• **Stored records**
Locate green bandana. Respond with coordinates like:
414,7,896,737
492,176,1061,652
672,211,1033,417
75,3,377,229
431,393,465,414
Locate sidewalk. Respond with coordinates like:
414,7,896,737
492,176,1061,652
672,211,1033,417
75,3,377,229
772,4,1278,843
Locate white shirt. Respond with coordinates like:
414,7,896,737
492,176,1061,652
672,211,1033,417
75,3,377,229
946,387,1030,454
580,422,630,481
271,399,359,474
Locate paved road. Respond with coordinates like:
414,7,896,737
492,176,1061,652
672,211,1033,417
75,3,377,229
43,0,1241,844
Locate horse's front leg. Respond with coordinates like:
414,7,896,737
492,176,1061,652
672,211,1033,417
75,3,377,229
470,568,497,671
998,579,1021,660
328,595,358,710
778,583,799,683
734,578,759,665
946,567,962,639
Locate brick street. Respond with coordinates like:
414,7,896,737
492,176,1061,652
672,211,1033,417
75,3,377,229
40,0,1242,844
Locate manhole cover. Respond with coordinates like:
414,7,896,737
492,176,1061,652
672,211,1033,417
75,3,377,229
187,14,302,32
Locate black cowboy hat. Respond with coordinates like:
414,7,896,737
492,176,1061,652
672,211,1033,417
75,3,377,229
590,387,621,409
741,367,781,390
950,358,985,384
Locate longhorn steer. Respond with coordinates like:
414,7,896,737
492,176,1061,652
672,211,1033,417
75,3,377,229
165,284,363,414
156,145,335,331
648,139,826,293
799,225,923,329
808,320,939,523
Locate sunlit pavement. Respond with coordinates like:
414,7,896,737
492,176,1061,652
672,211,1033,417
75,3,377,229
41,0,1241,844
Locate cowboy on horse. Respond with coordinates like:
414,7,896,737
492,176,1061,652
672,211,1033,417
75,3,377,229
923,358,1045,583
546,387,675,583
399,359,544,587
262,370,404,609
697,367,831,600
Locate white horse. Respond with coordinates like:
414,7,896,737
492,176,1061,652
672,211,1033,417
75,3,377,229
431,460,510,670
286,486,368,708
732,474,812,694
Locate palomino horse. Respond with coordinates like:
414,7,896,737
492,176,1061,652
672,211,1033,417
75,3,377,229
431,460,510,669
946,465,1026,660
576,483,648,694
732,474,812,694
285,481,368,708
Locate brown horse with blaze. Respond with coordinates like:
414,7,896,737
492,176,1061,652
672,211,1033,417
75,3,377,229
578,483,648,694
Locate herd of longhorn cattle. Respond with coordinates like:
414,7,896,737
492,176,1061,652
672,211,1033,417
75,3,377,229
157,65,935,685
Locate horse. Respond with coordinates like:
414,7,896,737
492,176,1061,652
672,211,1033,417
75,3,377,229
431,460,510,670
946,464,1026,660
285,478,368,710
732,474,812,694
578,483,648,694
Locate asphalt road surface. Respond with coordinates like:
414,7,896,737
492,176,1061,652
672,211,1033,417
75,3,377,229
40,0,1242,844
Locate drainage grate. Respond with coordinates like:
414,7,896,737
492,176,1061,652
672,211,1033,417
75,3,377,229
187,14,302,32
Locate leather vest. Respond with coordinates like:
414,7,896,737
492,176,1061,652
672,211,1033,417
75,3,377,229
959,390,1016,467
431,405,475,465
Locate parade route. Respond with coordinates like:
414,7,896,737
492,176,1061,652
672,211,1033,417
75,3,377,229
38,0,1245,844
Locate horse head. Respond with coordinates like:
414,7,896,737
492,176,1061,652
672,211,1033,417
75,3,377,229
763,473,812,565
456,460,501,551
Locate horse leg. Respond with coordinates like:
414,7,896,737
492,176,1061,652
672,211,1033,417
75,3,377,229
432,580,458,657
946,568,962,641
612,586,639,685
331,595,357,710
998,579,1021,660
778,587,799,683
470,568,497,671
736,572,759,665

• **WHAT YOU ARE ASKED TO DO**
Copy out the records again, swapping each "Locate" for "Find" and leaving every other word and number untouched.

• **ANSWER TO THE TASK**
Find green bandana. Respond with coordinates like:
414,7,896,737
492,176,1061,652
672,211,1033,417
75,3,377,229
431,393,465,414
Find sidewalk. Respond with coordinates like:
414,7,896,737
492,176,1061,652
672,211,1033,417
75,3,377,229
772,4,1278,843
Find white shirt. Respond with coordinates like:
414,7,896,737
492,176,1061,652
672,211,1033,417
75,3,377,229
946,387,1030,454
580,422,630,481
271,399,359,474
Find paved road. Respond with coordinates like:
414,7,896,737
492,176,1061,652
672,211,1033,417
75,3,377,229
43,0,1241,844
Find horse's front leg. Respond with coordinates like:
414,7,896,737
492,176,1061,652
672,211,1033,417
75,3,377,229
470,568,497,671
998,579,1021,660
328,595,358,710
778,583,799,683
734,578,759,665
946,567,962,639
Find brick street. Respond with coordinates like:
414,7,896,737
492,176,1061,652
672,211,1033,417
75,3,377,229
40,0,1242,844
Find manhole cover. Respond with coordinates like:
414,7,896,737
492,176,1061,652
672,211,1033,417
75,3,377,229
187,14,302,32
Find black cowboy hat. Respond with coordinates like:
414,7,896,737
492,176,1061,652
672,211,1033,417
75,3,377,229
590,387,621,409
741,367,781,390
950,358,985,384
Find longhorn steer. Respond with coordinates like:
414,7,896,737
492,176,1061,652
672,211,1033,417
75,3,377,229
165,284,363,414
156,145,335,331
648,139,826,293
799,225,923,329
808,320,939,523
Find sunlit pavement. Respond with coordinates like:
414,7,896,737
492,176,1061,652
672,211,1033,417
75,3,377,229
41,0,1241,844
Find cowboy on horse. Respond with coordinates like:
414,7,896,737
492,176,1061,652
672,211,1033,417
75,3,377,229
923,358,1045,583
546,387,675,583
399,359,544,587
262,370,404,609
697,367,831,600
Find white horse. Respond with coordinates like:
414,7,896,737
492,176,1061,652
672,211,1033,417
75,3,377,229
431,460,510,670
286,486,368,708
732,474,812,694
Find palomino horse. Respond with coordinates like:
414,7,896,737
492,176,1061,652
672,211,1033,417
75,3,377,229
431,460,510,669
946,465,1026,660
576,483,648,694
732,474,812,694
285,481,368,708
Find brown horse with blaze. Respond with coordinates like:
414,7,896,737
492,176,1061,652
672,211,1033,417
75,3,377,229
578,483,648,694
Find herd of longhorn cattle. Respond with coordinates like:
414,7,896,737
492,176,1061,652
672,211,1033,417
75,3,377,229
157,65,935,685
Find horse. Respond with coordinates like:
414,7,896,737
492,176,1061,652
672,211,1033,417
75,3,377,229
431,460,510,670
946,464,1026,660
285,478,368,710
732,474,812,694
578,483,648,694
Find asphalt road surface. Respond with coordinates like:
414,7,896,737
492,176,1061,652
672,211,1033,417
75,3,377,229
40,0,1242,844
Find drainage grate. Respond with coordinates like:
414,7,896,737
492,176,1061,652
672,211,1033,417
75,3,377,229
187,14,302,32
Find leather vest. Respond with coordinates like:
414,7,896,737
492,176,1061,652
672,211,1033,417
75,3,377,229
959,390,1016,467
431,405,475,465
Find parade route. Respond with coordinates like:
414,7,896,737
492,176,1061,652
672,211,1033,417
75,3,377,229
38,0,1245,844
Find horse head. Respond with coordinates like:
414,7,896,737
492,176,1061,652
672,211,1033,417
75,3,377,229
763,473,812,565
456,460,501,551
Find horse leg. Respond with coordinates like:
414,7,896,737
492,176,1061,652
672,211,1033,417
75,3,377,229
432,580,458,657
946,568,962,641
612,586,639,685
331,595,357,710
998,579,1021,660
778,587,799,683
470,568,497,671
736,572,759,665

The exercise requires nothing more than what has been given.